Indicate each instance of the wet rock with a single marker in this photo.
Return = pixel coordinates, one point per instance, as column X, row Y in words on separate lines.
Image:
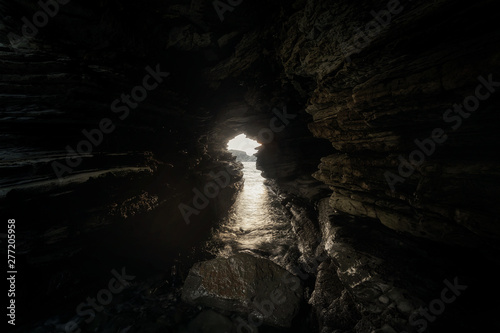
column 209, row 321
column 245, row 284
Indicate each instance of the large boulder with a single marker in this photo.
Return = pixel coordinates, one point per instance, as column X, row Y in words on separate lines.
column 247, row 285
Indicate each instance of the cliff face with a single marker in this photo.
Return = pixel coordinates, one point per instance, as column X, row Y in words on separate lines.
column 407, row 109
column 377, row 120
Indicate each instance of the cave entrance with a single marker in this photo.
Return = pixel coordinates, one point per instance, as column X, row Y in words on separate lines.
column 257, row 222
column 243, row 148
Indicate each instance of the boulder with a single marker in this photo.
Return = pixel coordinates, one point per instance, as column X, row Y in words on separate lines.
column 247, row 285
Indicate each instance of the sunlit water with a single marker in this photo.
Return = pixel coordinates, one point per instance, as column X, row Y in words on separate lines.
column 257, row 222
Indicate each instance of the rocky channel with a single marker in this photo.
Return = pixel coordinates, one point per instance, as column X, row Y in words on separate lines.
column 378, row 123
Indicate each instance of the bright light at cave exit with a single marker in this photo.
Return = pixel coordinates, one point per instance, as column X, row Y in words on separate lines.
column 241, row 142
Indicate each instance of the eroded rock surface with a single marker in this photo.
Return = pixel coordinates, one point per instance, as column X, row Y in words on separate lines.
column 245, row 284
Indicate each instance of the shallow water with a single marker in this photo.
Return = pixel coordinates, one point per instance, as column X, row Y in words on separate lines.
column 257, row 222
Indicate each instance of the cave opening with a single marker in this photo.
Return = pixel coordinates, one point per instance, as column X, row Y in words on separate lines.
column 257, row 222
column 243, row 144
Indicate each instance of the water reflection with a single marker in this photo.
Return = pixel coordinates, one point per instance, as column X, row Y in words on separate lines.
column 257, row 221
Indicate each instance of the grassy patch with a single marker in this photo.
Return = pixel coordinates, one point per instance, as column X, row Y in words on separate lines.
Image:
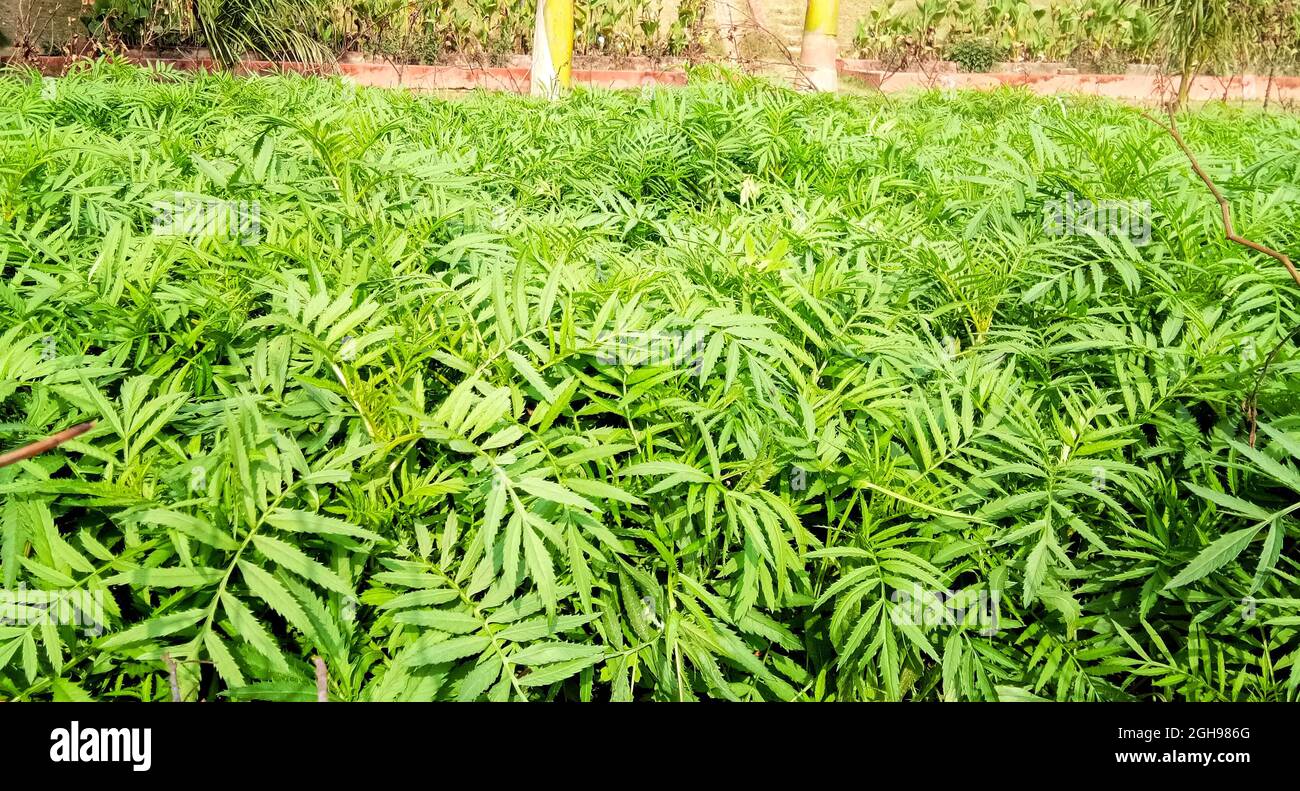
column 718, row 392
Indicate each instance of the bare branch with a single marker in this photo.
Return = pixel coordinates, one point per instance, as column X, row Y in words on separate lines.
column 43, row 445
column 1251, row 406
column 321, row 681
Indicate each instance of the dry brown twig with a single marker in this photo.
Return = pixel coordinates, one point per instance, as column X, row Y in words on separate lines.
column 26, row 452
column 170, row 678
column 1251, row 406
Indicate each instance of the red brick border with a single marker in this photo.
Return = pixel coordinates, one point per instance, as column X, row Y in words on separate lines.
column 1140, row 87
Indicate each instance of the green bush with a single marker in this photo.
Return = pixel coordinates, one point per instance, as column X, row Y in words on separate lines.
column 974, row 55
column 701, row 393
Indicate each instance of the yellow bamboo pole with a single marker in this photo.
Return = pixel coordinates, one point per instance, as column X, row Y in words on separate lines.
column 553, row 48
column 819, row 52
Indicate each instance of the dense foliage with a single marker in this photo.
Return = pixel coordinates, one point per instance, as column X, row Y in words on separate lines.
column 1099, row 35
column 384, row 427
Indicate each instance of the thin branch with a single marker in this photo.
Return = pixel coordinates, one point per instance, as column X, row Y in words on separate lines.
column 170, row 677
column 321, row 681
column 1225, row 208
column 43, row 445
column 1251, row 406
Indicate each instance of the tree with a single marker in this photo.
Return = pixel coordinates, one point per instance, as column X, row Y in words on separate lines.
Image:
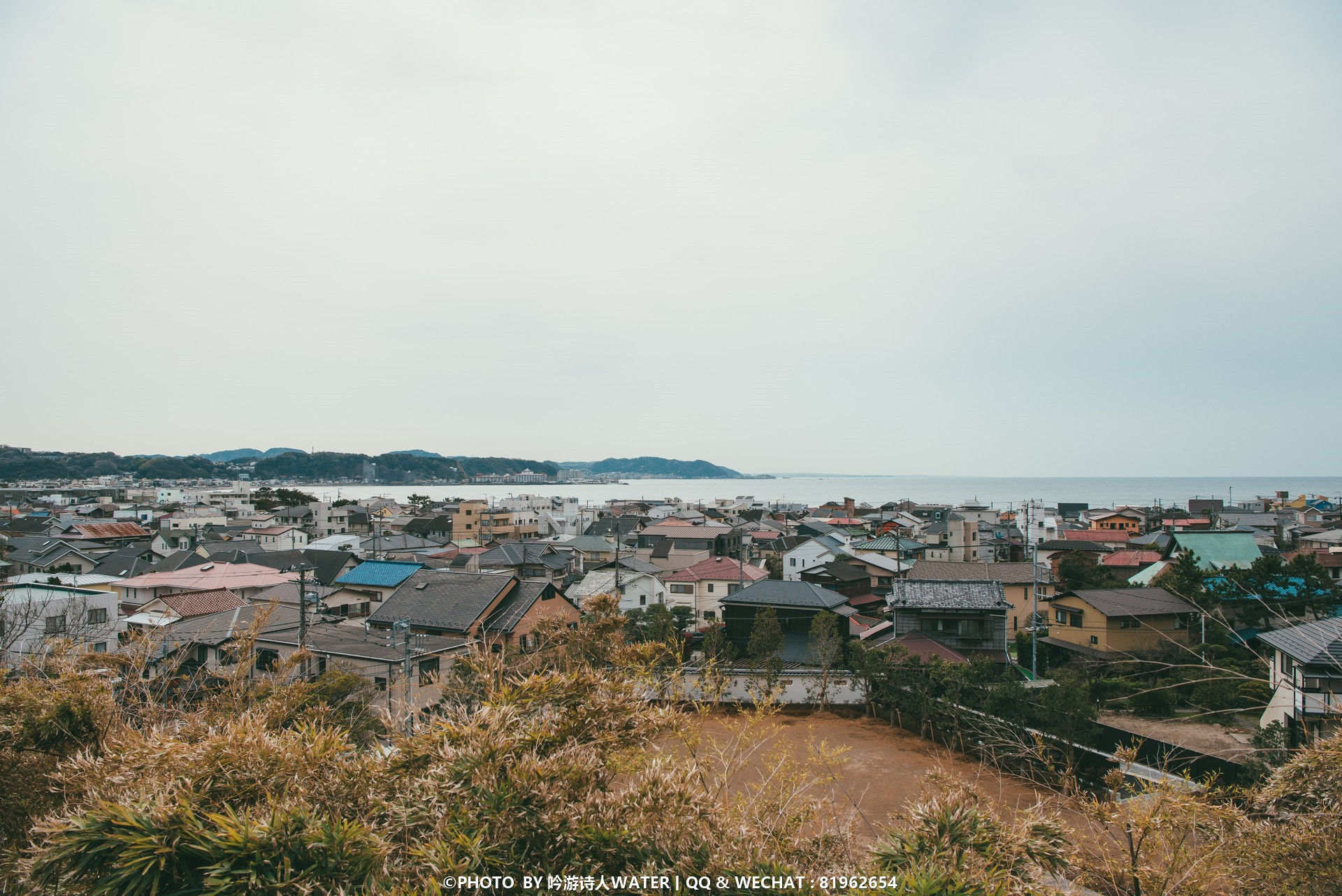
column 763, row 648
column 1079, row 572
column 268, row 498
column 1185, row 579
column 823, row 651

Set task » Reproduce the entries word for word, beginning with the first line and stopping after the line that contains "column 378, row 123". Leave the pictures out of your reproduction.

Task solution »
Indicate each instance of the wet rock with a single marker in this photo.
Return = pixel coordinates, one point per instance, as column X, row Y in words on separate lines.
Image:
column 209, row 321
column 245, row 284
Indicate each instance of the large boulder with a single marker in this photo.
Return = pixel coordinates, one point per instance, as column X, row Y in words on separate lines.
column 247, row 285
Indicate each instance of the cliff face with a single marker in this photo.
Return = pixel coordinates, one point per instance, as column X, row Y in words on separate lines.
column 407, row 109
column 377, row 120
Indicate each instance of the cave entrance with a single marker in this photo.
Return = pixel coordinates, one point per instance, as column X, row Y in words on separate lines.
column 257, row 222
column 243, row 148
Indicate each instance of the boulder with a single marker in this photo.
Return = pixel coordinates, one point per instance, as column X, row Y in words on separate lines.
column 247, row 285
Indicate each instance of the sunlit water with a single marker in this photo.
Return = pixel coordinates, one point per instance, as column X, row Y in words on separate lines.
column 257, row 222
Indicate each instance of the rocky channel with a single marker in this photo.
Return = pixel coordinates, one point per instance, as column X, row Y in words on separate lines.
column 378, row 123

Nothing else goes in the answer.